QUOTED PASSAGE start

# Plastic Back Into Oil



## Doxie-Doglover-Too (Jan 25, 2007)

as a family who recycles, this intrigues me. I am stunned at the amount of recyclable "garbage" that Rick takes to the recycle bins twice a month. Amazing how much just 2 people could be throwing away, and now that my daughter and grandaughter live with us, our recycle bins runneth over.

Plastic Back Into Oil


----------



## 4ME (Sep 11, 2006)

We have a 32gallon for wet trash and a 64gallon for recycles.They both get filled weekly.A shame huh!


----------



## Doxie-Doglover-Too (Jan 25, 2007)

4ME said:


> We have a 32gallon for wet trash and a 64gallon for recycles.They both get filled weekly.A shame huh!


containers for: plastic, cardboard, aluminum, glass, and newspapers. Keeps Rick busy!


----------



## SLO Outbacker (Jan 30, 2009)

Looks like the "Mr Fusion" machine that was in the Back to the Future movies. Doc ran the time machine with garbage. Maybe the future is now!


----------



## Nathan (Jan 2, 2007)

Ok, so we use all this energy to convert oil into plastic and now we use more to change it back? I guess I don't see why we don't jsut recycle the plastic?









Incidentally, since they expanded our recycling program, in a typical week our family of 4 has 1-2 tall kitchen bags worth of trash. We plan to start composting next year to reduce that further .


----------



## Dub (Dec 8, 2008)

They charge us to recycle here in Central, OH unless you cart it off yourself. I wanted to do my part and saw some of my neighbors had those green, blue, and red bins for recycling...$50/mo for them to pickup. Recycling center is over 20 miles away...forget it.


----------



## W5CI (Apr 21, 2009)

ReCyclying is only a Feel Good Thing.


----------



## Doxie-Doglover-Too (Jan 25, 2007)

danny285 said:


> ReCyclying is only a Feel Good Thing.


?


----------



## N7OQ (Jun 10, 2006)

I have to wonder how much energy it used to make the oil. Maybe some solar panels would run it. Anyway very cool and a good idea if it doesn't use more energy then it makes. We need to stop over packaging, I swear we have more package material then the product the is inside.


----------



## Dub (Dec 8, 2008)

The over-packaging is normally there to prevent theft. Stores want highly stolen items like tools and toys hard to get into so they can't be removed easily from the package in the store and placed in a pocket or coat. Small electronics are the worst with the exception of Apple products which are neatly boxed.


----------



## Doxie-Doglover-Too (Jan 25, 2007)

Dub said:


> The over-packaging is normally there to prevent theft. Stores want highly stolen items like tools and toys hard to get into so they can't be removed easily from the package in the store and placed in a pocket or coat. Small electronics are the worst with the exception of Apple products which are neatly boxed.


yesterday while looking at those tall plastic storage drawers at Walmart, I opened a drawer to find someone had neatly sliced open the package of something and removed the item and discarded the packaging in the drawer. Theft 101


----------



## Dub (Dec 8, 2008)

Doxie-Doglover-Too said:


> The over-packaging is normally there to prevent theft. Stores want highly stolen items like tools and toys hard to get into so they can't be removed easily from the package in the store and placed in a pocket or coat. Small electronics are the worst with the exception of Apple products which are neatly boxed.


yesterday while looking at those tall plastic storage drawers at Walmart, I opened a drawer to find someone had neatly sliced open the package of something and removed the item and discarded the packaging in the drawer. Theft 101








[/quote]

Back when I worked retail in college we have a video of a guy who takes a $1000 software package boxed and RFID tagged for those door scanners...he nonchalantly flips it up over his back over the detectors and catches it without any sudden or distracting movements on the front. Goes right outside the range of the sensors no one notices. This was pre-Youtube days and if I had a copy of it, it would make an amazing video.


----------

QUOTED PASSAGE end
DATASET ENTRIES start

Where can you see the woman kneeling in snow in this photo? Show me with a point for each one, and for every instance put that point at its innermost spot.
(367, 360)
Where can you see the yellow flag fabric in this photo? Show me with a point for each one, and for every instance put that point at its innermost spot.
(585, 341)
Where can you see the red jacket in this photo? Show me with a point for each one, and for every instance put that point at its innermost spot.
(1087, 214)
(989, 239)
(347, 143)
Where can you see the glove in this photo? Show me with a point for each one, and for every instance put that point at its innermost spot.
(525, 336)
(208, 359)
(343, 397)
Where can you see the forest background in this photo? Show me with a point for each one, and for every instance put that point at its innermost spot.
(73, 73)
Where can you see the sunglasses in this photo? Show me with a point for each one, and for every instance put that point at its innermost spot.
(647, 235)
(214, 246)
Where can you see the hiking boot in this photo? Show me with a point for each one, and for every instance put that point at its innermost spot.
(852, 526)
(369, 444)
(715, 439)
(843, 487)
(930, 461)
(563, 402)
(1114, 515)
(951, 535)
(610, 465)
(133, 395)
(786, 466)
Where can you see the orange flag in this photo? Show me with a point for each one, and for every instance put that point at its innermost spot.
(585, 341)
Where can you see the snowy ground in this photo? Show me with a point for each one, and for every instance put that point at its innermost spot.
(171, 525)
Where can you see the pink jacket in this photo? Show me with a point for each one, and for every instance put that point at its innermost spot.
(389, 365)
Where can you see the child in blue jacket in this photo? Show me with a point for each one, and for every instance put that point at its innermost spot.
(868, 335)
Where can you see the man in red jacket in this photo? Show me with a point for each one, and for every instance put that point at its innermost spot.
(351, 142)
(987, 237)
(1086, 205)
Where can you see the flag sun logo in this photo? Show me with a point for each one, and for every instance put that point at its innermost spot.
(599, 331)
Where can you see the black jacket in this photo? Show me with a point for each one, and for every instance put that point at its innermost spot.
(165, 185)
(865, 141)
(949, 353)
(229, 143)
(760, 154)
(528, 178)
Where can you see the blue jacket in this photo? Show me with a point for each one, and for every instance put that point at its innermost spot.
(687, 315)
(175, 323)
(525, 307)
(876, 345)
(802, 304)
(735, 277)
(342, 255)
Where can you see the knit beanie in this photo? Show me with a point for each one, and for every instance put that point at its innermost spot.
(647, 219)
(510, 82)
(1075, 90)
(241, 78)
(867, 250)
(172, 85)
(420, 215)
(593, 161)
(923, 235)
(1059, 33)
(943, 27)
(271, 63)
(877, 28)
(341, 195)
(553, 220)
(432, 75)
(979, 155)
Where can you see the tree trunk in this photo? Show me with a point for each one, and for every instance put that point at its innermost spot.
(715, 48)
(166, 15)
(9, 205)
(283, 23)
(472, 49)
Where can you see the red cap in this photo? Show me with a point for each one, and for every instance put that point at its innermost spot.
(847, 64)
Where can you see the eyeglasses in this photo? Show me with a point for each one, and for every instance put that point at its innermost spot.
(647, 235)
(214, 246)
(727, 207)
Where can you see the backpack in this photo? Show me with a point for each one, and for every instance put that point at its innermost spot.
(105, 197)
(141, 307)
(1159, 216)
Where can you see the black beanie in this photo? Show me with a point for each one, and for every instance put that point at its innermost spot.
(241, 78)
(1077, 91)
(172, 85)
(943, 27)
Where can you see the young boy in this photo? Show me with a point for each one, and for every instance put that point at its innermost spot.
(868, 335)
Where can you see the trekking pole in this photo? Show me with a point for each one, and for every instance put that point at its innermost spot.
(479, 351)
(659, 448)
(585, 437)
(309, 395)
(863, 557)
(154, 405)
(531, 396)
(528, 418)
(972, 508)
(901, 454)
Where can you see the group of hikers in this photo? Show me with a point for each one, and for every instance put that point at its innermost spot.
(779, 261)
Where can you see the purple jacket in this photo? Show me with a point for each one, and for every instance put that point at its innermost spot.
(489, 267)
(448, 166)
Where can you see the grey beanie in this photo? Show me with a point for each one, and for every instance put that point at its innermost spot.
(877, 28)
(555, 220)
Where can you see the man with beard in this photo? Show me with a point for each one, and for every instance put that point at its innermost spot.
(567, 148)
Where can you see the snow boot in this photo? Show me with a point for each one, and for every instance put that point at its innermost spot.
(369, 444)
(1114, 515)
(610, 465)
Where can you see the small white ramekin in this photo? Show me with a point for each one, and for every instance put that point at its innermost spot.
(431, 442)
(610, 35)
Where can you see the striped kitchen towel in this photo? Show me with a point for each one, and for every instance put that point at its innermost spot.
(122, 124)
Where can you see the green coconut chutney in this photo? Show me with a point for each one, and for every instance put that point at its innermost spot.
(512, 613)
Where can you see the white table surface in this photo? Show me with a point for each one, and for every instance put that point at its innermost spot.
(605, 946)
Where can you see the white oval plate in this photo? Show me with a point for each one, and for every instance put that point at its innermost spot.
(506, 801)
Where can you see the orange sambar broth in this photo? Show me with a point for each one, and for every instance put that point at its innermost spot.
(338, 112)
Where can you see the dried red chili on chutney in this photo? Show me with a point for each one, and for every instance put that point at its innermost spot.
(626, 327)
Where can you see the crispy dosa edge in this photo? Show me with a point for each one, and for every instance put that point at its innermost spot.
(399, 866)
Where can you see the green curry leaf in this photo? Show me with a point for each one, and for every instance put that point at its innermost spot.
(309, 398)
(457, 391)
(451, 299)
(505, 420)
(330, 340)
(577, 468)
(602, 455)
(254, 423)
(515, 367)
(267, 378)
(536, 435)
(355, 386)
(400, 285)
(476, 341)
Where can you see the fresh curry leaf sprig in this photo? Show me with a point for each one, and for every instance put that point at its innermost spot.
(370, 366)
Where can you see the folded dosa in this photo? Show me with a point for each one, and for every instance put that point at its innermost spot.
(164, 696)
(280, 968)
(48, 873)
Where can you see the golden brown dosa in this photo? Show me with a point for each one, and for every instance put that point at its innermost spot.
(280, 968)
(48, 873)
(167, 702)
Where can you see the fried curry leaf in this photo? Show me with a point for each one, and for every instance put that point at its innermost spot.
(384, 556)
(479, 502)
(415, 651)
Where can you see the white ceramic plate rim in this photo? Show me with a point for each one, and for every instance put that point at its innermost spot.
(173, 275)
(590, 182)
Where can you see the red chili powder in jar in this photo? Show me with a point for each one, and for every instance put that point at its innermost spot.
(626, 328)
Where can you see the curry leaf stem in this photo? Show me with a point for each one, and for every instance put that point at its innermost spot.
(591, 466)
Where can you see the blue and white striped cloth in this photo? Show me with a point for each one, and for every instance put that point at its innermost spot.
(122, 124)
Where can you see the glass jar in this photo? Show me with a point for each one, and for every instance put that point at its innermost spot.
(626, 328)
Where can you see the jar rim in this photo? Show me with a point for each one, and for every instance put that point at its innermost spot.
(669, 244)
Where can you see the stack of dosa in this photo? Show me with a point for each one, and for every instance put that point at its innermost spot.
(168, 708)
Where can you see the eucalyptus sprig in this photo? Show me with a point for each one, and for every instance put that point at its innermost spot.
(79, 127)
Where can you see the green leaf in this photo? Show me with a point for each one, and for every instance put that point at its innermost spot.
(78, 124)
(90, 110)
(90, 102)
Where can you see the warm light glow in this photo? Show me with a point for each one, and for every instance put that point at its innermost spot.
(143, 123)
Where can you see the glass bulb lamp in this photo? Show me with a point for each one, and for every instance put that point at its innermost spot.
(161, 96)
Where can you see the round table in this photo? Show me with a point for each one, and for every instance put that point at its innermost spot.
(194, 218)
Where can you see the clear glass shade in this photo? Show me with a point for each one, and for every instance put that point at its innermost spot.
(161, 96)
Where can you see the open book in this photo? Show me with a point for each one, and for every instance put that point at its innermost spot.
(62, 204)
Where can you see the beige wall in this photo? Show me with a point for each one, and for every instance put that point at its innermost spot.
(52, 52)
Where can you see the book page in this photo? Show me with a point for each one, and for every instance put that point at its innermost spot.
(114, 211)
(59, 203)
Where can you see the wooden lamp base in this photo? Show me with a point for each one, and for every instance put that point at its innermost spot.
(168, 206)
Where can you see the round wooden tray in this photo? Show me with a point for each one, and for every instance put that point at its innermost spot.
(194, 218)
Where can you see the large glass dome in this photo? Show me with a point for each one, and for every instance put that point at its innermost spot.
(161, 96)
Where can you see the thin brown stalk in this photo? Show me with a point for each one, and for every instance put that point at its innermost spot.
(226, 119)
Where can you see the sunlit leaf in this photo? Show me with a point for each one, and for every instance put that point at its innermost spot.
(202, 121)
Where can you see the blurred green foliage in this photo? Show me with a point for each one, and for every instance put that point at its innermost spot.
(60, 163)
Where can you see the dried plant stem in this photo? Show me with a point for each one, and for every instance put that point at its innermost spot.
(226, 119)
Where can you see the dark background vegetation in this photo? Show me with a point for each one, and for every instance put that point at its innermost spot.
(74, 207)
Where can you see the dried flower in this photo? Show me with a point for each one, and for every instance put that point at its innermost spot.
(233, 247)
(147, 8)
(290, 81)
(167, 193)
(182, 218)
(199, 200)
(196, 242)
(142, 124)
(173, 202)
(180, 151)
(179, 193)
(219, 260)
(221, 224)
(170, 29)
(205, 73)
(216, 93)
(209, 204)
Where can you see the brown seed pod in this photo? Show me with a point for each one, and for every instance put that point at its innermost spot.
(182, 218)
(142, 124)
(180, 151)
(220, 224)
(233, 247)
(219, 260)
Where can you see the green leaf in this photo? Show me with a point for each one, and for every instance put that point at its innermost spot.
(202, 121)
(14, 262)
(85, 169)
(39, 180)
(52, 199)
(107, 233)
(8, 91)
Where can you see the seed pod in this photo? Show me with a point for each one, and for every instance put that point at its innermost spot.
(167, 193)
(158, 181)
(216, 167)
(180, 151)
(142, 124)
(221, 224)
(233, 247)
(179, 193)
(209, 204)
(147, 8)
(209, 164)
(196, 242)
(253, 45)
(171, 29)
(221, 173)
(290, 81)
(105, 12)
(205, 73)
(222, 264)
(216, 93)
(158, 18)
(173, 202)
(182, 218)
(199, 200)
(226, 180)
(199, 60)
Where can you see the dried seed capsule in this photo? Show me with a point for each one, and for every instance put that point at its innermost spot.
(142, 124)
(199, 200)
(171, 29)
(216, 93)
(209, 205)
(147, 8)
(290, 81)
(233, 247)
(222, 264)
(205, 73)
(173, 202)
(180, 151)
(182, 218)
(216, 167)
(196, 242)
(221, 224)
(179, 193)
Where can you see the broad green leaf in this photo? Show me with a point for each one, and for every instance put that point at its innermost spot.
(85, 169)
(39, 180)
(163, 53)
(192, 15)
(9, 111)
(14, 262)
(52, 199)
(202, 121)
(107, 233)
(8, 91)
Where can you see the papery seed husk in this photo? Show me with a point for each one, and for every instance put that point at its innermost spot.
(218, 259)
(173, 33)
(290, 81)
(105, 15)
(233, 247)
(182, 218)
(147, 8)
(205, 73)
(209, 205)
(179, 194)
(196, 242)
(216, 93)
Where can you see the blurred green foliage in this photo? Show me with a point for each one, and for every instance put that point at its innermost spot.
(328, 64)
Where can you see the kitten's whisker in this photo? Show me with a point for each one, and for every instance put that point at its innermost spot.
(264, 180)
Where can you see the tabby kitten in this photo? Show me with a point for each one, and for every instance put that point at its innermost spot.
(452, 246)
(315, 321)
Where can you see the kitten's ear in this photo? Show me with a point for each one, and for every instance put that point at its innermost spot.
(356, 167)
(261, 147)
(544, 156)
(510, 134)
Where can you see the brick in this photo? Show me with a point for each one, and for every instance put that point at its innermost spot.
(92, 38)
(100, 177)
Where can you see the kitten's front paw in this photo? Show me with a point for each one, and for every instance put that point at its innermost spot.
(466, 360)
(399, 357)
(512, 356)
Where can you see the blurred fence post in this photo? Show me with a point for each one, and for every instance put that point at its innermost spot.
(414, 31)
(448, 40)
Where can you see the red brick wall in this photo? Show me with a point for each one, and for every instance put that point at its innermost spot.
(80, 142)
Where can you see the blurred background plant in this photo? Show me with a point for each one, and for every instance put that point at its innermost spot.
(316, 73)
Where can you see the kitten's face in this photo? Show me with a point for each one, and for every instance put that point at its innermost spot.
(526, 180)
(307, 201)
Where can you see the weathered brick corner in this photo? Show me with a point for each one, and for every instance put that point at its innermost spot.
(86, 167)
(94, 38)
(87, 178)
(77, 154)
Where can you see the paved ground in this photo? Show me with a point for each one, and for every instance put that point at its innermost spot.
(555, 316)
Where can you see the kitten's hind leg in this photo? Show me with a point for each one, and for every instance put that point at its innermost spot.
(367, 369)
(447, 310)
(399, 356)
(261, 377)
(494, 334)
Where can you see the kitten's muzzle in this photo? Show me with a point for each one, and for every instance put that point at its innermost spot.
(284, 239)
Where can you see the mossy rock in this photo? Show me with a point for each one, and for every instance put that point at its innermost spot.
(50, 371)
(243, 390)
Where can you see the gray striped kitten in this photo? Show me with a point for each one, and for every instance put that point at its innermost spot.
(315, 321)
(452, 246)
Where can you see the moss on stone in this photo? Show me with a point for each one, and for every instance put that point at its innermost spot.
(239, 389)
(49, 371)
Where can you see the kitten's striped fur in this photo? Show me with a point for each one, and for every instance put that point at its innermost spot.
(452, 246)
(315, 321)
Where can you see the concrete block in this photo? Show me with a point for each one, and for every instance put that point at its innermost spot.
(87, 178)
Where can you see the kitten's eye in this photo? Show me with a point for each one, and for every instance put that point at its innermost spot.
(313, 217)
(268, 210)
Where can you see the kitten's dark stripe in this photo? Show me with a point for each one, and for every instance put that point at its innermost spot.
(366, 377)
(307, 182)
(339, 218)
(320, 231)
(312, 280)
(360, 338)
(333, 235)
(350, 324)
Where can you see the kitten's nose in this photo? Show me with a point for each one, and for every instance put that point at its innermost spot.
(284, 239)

DATASET ENTRIES end

--- ACTIONS TO TAKE ---
**1)** In the forum thread on turning plastic back into oil, what materials does Doxie-Doglover-Too say they have separate containers for?
**2)** In the forum thread on turning plastic back into oil, how much does Dub say neighbors pay per month for recycling pickup?

--- WRITTEN RESPONSES ---
**1)** Plastic, cardboard, aluminum, glass, and newspapers.

**2)** $50 a month.